* **Task objective**: Print all of the entries exactly, minus the pictures.

* **The input**:

▶

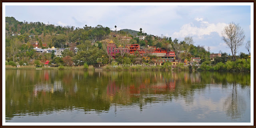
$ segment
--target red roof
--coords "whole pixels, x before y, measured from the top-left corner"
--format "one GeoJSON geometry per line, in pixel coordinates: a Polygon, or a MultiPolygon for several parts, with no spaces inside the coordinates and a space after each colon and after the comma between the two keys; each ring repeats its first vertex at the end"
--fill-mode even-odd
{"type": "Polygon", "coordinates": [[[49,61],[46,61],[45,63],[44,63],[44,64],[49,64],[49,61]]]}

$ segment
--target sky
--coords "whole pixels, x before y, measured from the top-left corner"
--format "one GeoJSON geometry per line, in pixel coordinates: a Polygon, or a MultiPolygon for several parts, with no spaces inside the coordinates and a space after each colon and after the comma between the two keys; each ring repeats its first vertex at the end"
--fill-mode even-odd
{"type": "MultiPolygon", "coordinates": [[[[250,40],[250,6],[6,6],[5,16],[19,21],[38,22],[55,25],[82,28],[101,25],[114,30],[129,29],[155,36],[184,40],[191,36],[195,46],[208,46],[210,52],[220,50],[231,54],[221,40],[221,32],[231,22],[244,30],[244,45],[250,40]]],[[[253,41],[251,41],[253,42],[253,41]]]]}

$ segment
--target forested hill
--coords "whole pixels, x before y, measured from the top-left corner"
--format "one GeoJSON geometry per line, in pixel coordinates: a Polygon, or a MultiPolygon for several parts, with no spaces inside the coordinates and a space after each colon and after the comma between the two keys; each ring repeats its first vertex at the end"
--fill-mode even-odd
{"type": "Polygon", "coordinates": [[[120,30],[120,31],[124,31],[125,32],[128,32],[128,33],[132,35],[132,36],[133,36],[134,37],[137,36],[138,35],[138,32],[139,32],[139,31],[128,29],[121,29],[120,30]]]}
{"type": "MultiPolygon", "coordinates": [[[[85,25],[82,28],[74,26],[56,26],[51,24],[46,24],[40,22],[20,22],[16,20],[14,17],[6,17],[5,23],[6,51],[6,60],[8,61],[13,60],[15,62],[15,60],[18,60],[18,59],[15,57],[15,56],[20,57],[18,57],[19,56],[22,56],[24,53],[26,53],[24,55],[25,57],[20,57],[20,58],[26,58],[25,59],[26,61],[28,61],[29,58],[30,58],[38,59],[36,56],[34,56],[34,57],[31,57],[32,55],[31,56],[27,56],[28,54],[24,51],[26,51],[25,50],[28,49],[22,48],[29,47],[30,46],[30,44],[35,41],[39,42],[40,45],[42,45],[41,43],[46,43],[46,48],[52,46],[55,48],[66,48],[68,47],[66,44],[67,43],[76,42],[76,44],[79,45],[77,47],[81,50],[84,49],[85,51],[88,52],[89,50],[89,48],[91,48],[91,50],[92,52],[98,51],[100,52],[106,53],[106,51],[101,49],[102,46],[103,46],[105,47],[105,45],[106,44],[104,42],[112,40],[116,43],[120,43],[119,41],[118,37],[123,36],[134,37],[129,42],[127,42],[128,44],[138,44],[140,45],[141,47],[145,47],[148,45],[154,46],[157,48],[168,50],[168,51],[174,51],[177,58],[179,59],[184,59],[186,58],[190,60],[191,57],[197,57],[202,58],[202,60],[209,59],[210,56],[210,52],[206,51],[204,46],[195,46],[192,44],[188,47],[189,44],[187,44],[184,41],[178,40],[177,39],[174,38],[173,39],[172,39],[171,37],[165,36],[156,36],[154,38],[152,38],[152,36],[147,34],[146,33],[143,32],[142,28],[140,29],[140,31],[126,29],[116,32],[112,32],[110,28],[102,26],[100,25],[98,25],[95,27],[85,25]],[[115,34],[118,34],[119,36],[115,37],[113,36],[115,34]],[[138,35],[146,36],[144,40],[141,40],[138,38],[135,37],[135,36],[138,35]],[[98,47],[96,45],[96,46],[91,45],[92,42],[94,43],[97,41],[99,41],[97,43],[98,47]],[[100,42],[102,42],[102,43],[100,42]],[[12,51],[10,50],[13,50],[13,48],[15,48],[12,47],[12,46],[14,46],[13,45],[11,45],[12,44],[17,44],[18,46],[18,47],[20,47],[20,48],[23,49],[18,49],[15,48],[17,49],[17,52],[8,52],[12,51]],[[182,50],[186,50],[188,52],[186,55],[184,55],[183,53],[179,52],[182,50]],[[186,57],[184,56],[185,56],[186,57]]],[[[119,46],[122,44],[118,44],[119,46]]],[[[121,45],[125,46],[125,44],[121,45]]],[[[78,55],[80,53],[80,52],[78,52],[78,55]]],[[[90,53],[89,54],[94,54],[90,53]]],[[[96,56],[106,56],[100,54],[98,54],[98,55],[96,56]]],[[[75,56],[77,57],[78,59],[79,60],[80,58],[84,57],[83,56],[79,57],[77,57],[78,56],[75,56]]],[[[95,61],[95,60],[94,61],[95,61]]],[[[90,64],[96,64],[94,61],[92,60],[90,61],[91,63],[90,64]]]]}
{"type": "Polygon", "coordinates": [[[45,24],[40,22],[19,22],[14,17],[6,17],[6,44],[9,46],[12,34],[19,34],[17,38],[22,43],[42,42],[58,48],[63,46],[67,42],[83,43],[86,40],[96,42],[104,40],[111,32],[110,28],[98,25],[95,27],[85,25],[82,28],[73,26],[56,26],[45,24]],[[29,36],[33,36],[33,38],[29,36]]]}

◀

* **Reply**:
$ segment
--target red roof
--coords "whole pixels, x before y, measured from the top-left corner"
--format "one GeoJSON geometry per line, in pixel coordinates: a Polygon, or a MultiPolygon for several parts, with no spaces inside the coordinates and a space after each colon and after the comma between the two keys; each ring repeats its first vertex at the end"
--fill-mode even-odd
{"type": "Polygon", "coordinates": [[[49,61],[46,61],[45,63],[44,63],[44,64],[49,64],[49,61]]]}

$ segment
--target sky
--coords "whole pixels, x before y, measured from the top-left corner"
--format "one GeoJSON geometry per line, in pixel coordinates: a Polygon, or a MultiPolygon for several parts, with no spaces inside the coordinates and a space after each colon and after the comma between the two keys; each ring repeats its first vertex at the end"
--fill-mode even-odd
{"type": "MultiPolygon", "coordinates": [[[[250,40],[250,6],[6,6],[5,16],[19,21],[38,22],[55,25],[82,28],[101,25],[114,30],[129,29],[155,36],[184,40],[191,36],[195,46],[208,46],[210,52],[220,50],[231,54],[221,40],[221,32],[231,22],[244,30],[244,45],[250,40]]],[[[253,41],[251,41],[253,42],[253,41]]]]}

$ segment
--target forested hill
--coords "whole pixels, x before y, measured from the top-left corner"
--format "one GeoJSON geometry per line, in pixel coordinates: a Polygon, or a MultiPolygon for several parts, with no spaces inside the coordinates and a space after each colon and after the comma between the two keys; each ring repeats its first vertex at the end"
--fill-mode even-odd
{"type": "Polygon", "coordinates": [[[120,30],[120,31],[124,31],[125,32],[128,32],[128,33],[132,35],[132,36],[133,36],[134,37],[137,36],[138,35],[138,32],[139,32],[139,31],[128,29],[121,29],[120,30]]]}
{"type": "MultiPolygon", "coordinates": [[[[85,25],[82,28],[74,26],[56,26],[51,24],[46,24],[40,22],[20,22],[16,20],[14,17],[6,17],[5,23],[6,51],[6,60],[8,61],[13,60],[15,62],[15,60],[18,60],[18,59],[15,57],[15,56],[20,57],[18,57],[19,56],[22,56],[24,53],[26,53],[24,55],[25,57],[20,57],[20,58],[26,58],[25,59],[26,61],[28,61],[29,58],[30,58],[38,59],[36,56],[34,56],[34,57],[31,57],[32,55],[31,56],[27,56],[28,54],[24,51],[26,51],[25,50],[28,49],[22,48],[29,47],[30,46],[30,44],[35,41],[39,42],[40,45],[42,45],[41,43],[46,43],[46,48],[52,46],[55,48],[66,48],[68,47],[66,44],[67,43],[76,42],[76,44],[79,45],[77,47],[81,50],[84,49],[85,51],[88,52],[89,50],[89,48],[91,48],[91,50],[92,52],[98,51],[100,52],[106,53],[106,51],[101,49],[102,46],[103,46],[105,47],[105,45],[106,44],[104,42],[112,40],[116,43],[120,43],[119,41],[118,37],[123,36],[134,37],[129,42],[127,42],[128,44],[138,44],[140,45],[141,47],[145,47],[148,45],[154,46],[157,48],[168,50],[168,51],[174,51],[177,58],[179,59],[184,59],[186,58],[190,60],[191,57],[197,57],[202,58],[202,60],[209,59],[210,56],[210,52],[206,51],[204,46],[195,46],[192,44],[188,47],[189,44],[187,44],[184,41],[178,40],[177,39],[174,38],[173,39],[172,39],[171,37],[165,36],[156,36],[154,38],[152,38],[152,36],[147,34],[146,33],[143,32],[142,28],[140,29],[140,31],[126,29],[116,32],[112,32],[110,28],[102,26],[100,25],[98,25],[95,27],[85,25]],[[115,34],[118,34],[119,36],[115,37],[113,36],[115,34]],[[138,35],[146,36],[144,40],[141,40],[138,38],[135,37],[135,36],[138,35]],[[98,47],[96,45],[96,46],[91,45],[92,42],[94,43],[97,41],[99,41],[97,43],[98,47]],[[100,42],[102,42],[102,43],[100,42]],[[12,51],[10,50],[13,50],[13,48],[15,48],[12,47],[12,46],[14,46],[13,45],[11,45],[12,44],[17,44],[18,46],[18,47],[20,47],[20,48],[23,49],[18,49],[15,48],[17,49],[17,52],[8,52],[12,51]],[[182,50],[186,50],[188,52],[186,55],[184,55],[183,53],[179,52],[182,50]],[[186,57],[184,56],[185,56],[186,57]]],[[[119,46],[122,44],[118,44],[119,46]]],[[[121,45],[125,46],[125,44],[121,45]]],[[[78,55],[80,53],[80,52],[78,52],[78,55]]],[[[90,53],[89,54],[94,54],[90,53]]],[[[96,56],[106,56],[100,54],[98,54],[98,55],[96,56]]],[[[75,56],[77,57],[78,59],[79,60],[80,58],[84,57],[83,56],[79,57],[77,57],[78,56],[75,56]]],[[[95,61],[95,60],[94,61],[95,61]]],[[[90,64],[96,64],[94,61],[92,60],[90,61],[91,63],[90,64]]]]}
{"type": "Polygon", "coordinates": [[[45,24],[40,22],[19,22],[14,17],[6,17],[6,44],[9,46],[12,34],[19,34],[17,38],[22,43],[42,42],[58,48],[63,46],[67,42],[83,43],[86,40],[96,42],[104,40],[111,32],[110,28],[98,25],[95,27],[85,25],[82,28],[73,26],[56,26],[45,24]],[[29,36],[33,36],[33,38],[29,36]]]}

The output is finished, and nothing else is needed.